● Task prompt
In every row below, switch "bearded man" to "man with a beard" and leave everything else unchanged.

--- start of Source records ---

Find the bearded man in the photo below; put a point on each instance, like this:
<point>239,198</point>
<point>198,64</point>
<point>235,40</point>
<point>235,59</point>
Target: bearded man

--- end of Source records ---

● Complete answer
Find the man with a beard in the photo below; put a point on each instance, like this:
<point>239,198</point>
<point>198,64</point>
<point>235,40</point>
<point>235,59</point>
Target: man with a beard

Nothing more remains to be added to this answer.